## WHAT YOU HAVE TO DO
Make a verbatim copy of the entries below; pictures stay out.

---------- RECORDS SHOWN

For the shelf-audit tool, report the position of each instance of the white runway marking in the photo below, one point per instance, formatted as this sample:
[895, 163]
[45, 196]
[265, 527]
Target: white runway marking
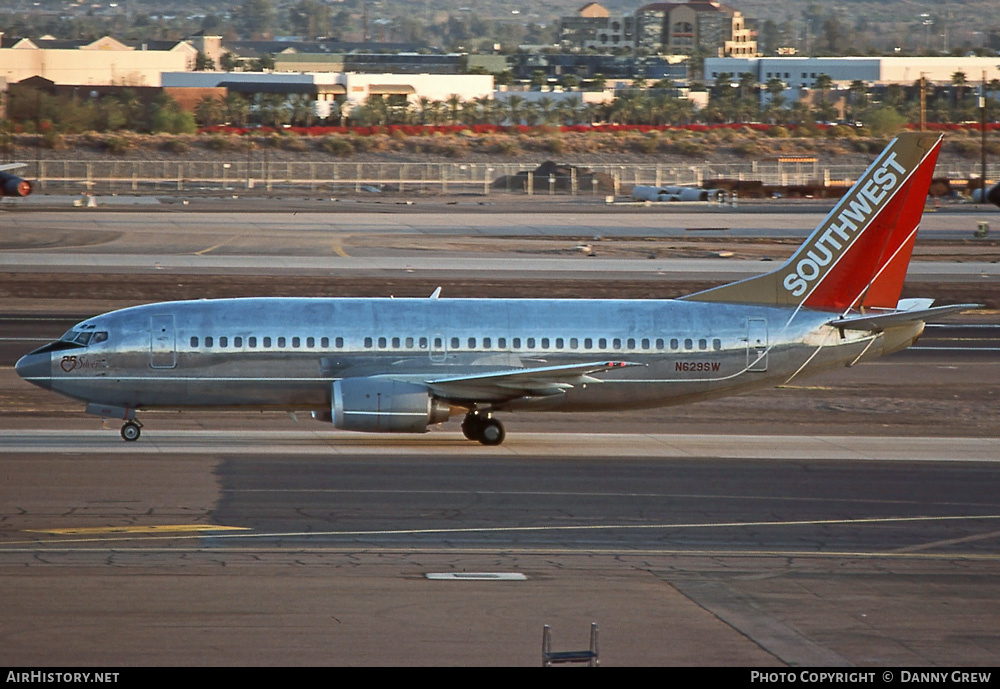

--------------------

## ANSWER SECTION
For the shelf-audit tool, report the position of each instance of the white runway marking in the photo below, one point per instance, formatted as this sample:
[895, 163]
[45, 196]
[265, 527]
Target: white runway marking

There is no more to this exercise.